*Work request 1:*
Answer these about the article on Hobah:
(a) Which verse of Genesis mentions Hobah?
(b) What name does the Genesis Apocryphon give it?
(c) How far from Damascus did Johann Jakob Wettstein place the modern Ḥoba?
*Work request 2:*
Does each statement agree with the article on Hobah? For each, answer yes or no and quote the words that decide it.
(a) Calmet identified Hobah as Abila of Celesyria.
(b) The Septuagint writes the name as Χωβαι in chapter 4 of Judith.
(c) The exact location of Hobah is known with certainty.

*Extract:*
<<<<
= Hobah =

Hobah (חובה) was a biblical place mentioned in Genesis 14:15. Possible references to Hobah have been found in other ancient texts, notably in the Book of Judith. Nothing else is known about Hobah, other than that it was located "to the north" of Damascus in Syria.

==Genesis account==
Hobah is mentioned in the aftermath of the Battle of Siddim in the Book of Genesis, when Abraham (then Abram) rescued his nephew Lot, from those who pillaged Sodom and Gomorrah. The biblical account relates that he pursued Lot's captors, the defeated army of Chedorlaomer, as far north as Hobah.

==Possible references==
In the deuterocanonical book of Judith, possible references to Hobah are found in Judith 4:4, 15:4 and 15:5. The Greek Septuagint writes the name of this location as either Χωβά (Choba) in chapter 4 or Χωβαι (Chobai) in chapter 15. Both Antoine Augustin Calmet and George Leo Haydock identified this as Hobah, and this identification has some credibility, as the Septuagint Greek of Genesis 14:15 reads Χοβά, an almost identical spelling. Furthermore, in Judith 15:5, the text says, "cut them down as far as Choba". This is the same reading given in Genesis 14:15 regarding how Abraham pursued Lot's captors as far as Hobah.

The Genesis Apocryphon renders this name as Helbon (חֶלְבּוֹן), thus identifying it with the city mentioned in Ezekiel 27:18.

==Identification==
The Hebrew Masoretic Text and Koine Greek Septuagint say that Hobah is "to the left" of Damascus. This is generally translated to mean "north", as in the Aramaic Targum Onkelos. Although suggestions have been made for the exact location of Hobah, no identification is certain. In his commentary on Genesis, Antoine Augustin Calmet identified Hobah as Abila of Celesyria. The site of Ablia is the village of Souq Wadi Barada (called Abil-es-Suk by early Arab geographers), which is located about twelve miles northwest of Damascus. Calmet specifically noted that Hobah was to the left of the road that leads to Damascus, stating that if Hobah was north of the city, the text would have simply said "beyond Damascus", as can be seen in Amos 5:27 and Judith 15:5. This identification was later republished by George Leo Haydock. Johann Jakob Wettstein identified the Biblical Hobah with the modern Ḥoba, which he places sixty miles north of Damascus. The Keil and Delitzsch Old Testament Commentary of 1865 offers the most detailed theory on its location: “About 1 day’s journey north of Hoba on the road from Hims to Palmyra is a strong spring, which was a land rider station called Bet-Proclis under Roman rule... now all the structures have disappeared there and only the source Ain Forkutus has remained... Likewise, there is now only the Hoba spring without a village”. The Richard von Riess Bible Atlas of 1895 says that Hobah is “west of Karyetain, 111 kilometers northeast of Damascus”.
>>>>
*Data shown:*
<<<<
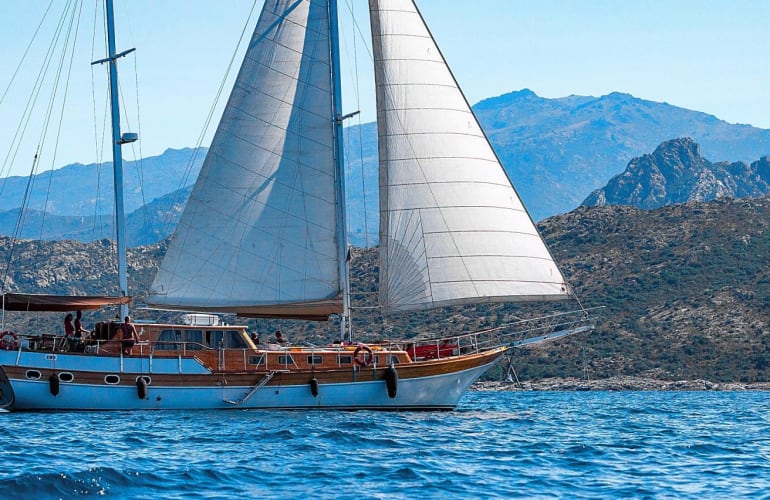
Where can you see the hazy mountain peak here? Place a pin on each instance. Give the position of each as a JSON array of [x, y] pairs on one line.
>>>>
*Response area 1:*
(a) Genesis 14:15
(b) Helbon (חֶלְבּוֹן)
(c) Sixty miles north of Damascus

*Response area 2:*
(a) Yes: "Antoine Augustin Calmet identified Hobah as Abila of Celesyria."
(b) No: "Χωβά (Choba) in chapter 4 or Χωβαι (Chobai) in chapter 15"
(c) No: "no identification is certain"